__Exercise details__.
Would you retype each of the records exactly as shown?
--- Supplied material Enclosed Below ---
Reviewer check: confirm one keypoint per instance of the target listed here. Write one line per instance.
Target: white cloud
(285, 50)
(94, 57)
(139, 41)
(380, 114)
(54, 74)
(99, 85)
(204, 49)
--- End of Enclosed Supplied material ---
__Exercise answer__.
Reviewer check: confirm one keypoint per instance of the target listed here. Write one line per instance.
Target: white cloud
(285, 50)
(94, 57)
(139, 41)
(380, 114)
(54, 74)
(99, 85)
(204, 49)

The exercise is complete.